→ **WRITTEN INSTRUCTION 1**: In the ASA 5506-X connection guide, what is the default inside IP address for managing the ASA?
→ **WRITTEN INSTRUCTION 2**: In the ASA 5506-X connection guide, copy the passage from "How to connect" up to and including "we’ll see below)." without any changes.

How to connect the ASA 5506-X in your network for Initial Configuration

By | 16/04/2017

As you can see in the specs section above, there are 8x1G network interfaces and also one Management interface (Management 1/1) which belongs to the FirePOWER module. In order to deploy the device in your network and be able to start its initial configuration, connect it as following:

NOTES:

  • The Management 1/1 interface belongs to the separate FirePOWER module and NOT to the ASA.
  • DO NOT configure an IP address for the Management 1/1 interface inside the ASA configuration.
  • The default “inside” IP address for managing the ASA is 192.168.1.1 (interface GE1/2).
  • You must configure an IP address for Management1/1 in the 192.168.1.x subnet (e.g 192.168.1.2) inside the FirePOWER module (or via the ASDM GUI as we’ll see below).
  • You must connect both GE1/2 (inside) and Management1/1 interfaces on the same Layer2 LAN switch.
  • The outside interface (GE1/1) must be connected to the WAN (ISP) device and will receive IP address dynamically by default (via DHCP).
  • The quickest way to manage initially the device is using ASDM. Launch a web browser on your Management PC and go to https://192.168.1.1/admin. Select “Startup Wizard”, leave username/password fields empty and hit OK.

→ **DATA EXCERPT**:
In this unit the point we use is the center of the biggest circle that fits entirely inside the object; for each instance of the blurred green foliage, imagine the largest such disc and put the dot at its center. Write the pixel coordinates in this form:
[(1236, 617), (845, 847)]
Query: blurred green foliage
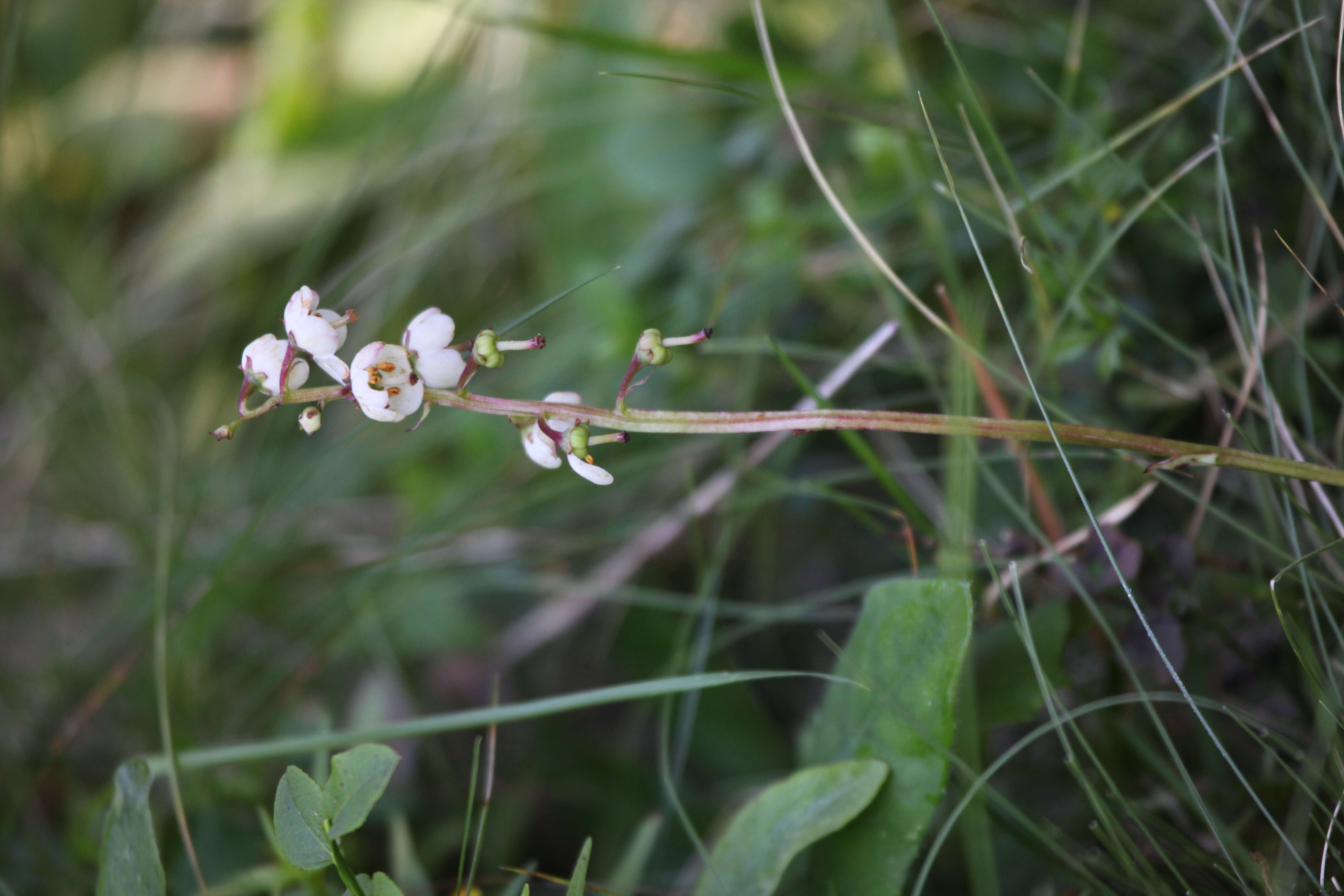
[(173, 171)]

→ **COMPLETE OUTPUT 1**: 192.168.1.1, on interface GE1/2.

→ **COMPLETE OUTPUT 2**:
How to connect the ASA 5506-X in your network for Initial Configuration

By | 16/04/2017

As you can see in the specs section above, there are 8x1G network interfaces and also one Management interface (Management 1/1) which belongs to the FirePOWER module. In order to deploy the device in your network and be able to start its initial configuration, connect it as following:

NOTES:

  • The Management 1/1 interface belongs to the separate FirePOWER module and NOT to the ASA.
  • DO NOT configure an IP address for the Management 1/1 interface inside the ASA configuration.
  • The default “inside” IP address for managing the ASA is 192.168.1.1 (interface GE1/2).
  • You must configure an IP address for Management1/1 in the 192.168.1.x subnet (e.g 192.168.1.2) inside the FirePOWER module (or via the ASDM GUI as we’ll see below).